練習問題
a - 下に掲げる鑑賞レポートから「11月20・21日の二日間、札幌交響楽団の定期演奏会が予定通り開催されました。」という一文を英語に訳してください。
b - 鑑賞レポートの最後の文に続く部分を書き足し、本文を先へ進めてください。

本文抜粋
>>

札幌交響楽団11月定期演奏会 鑑賞レポート

札幌交響楽団 第632回定期演奏会

札幌文化芸術劇場 hitaru
その他音楽

2020 11/20

2020 11/21

UP:2020/12/05

11月20・21日の二日間、札幌交響楽団の定期演奏会が予定通り開催されました。コロナの感染拡大が続いているなかで、こうした演奏会が行われることに様々な意見はあると思いますが、私個人としては生涯忘れられない演奏会になりました。そのレポートを是非とも書きたいのですが、あまりに大きな感銘を受けたことで様々な思いや考えが浮かび、まとまった文章として書くことがなかなか出来ません。そこで今回は、この演奏会で感じたことをいくつか「キーワード」として挙げ、それにそった形でレポートさせていただきます。

<<

提供データ
>>

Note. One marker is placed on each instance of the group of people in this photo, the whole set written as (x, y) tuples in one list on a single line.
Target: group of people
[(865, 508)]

<<

解答一覧
a - The Sapporo Symphony Orchestra's subscription concerts were held as scheduled over two days, November 20 and 21.

b -
「大編成」
これまで「密」を意識して、比較的小編成で演奏できる曲目が並んでいましたが、今回は大編成を必要とするマーラーの交響曲が取り上げられました。60名くらいで演奏する曲から、100名で演奏する曲にサイズが変わったとイメージすると分かりやすいと思います。コロナ禍でこれを実現するには、楽団と事務局が感染症対策で様々な工夫をされたはず。まずその努力に頭が下がります。普段であれば珍しくはない大編成も、それが久しぶりにステージに並ぶ風景はとにかく圧巻。もちろん見た目だけではなく、そこから響き渡る大音量に包まれると理屈抜きの感動を覚えました。

「マーラーの音楽」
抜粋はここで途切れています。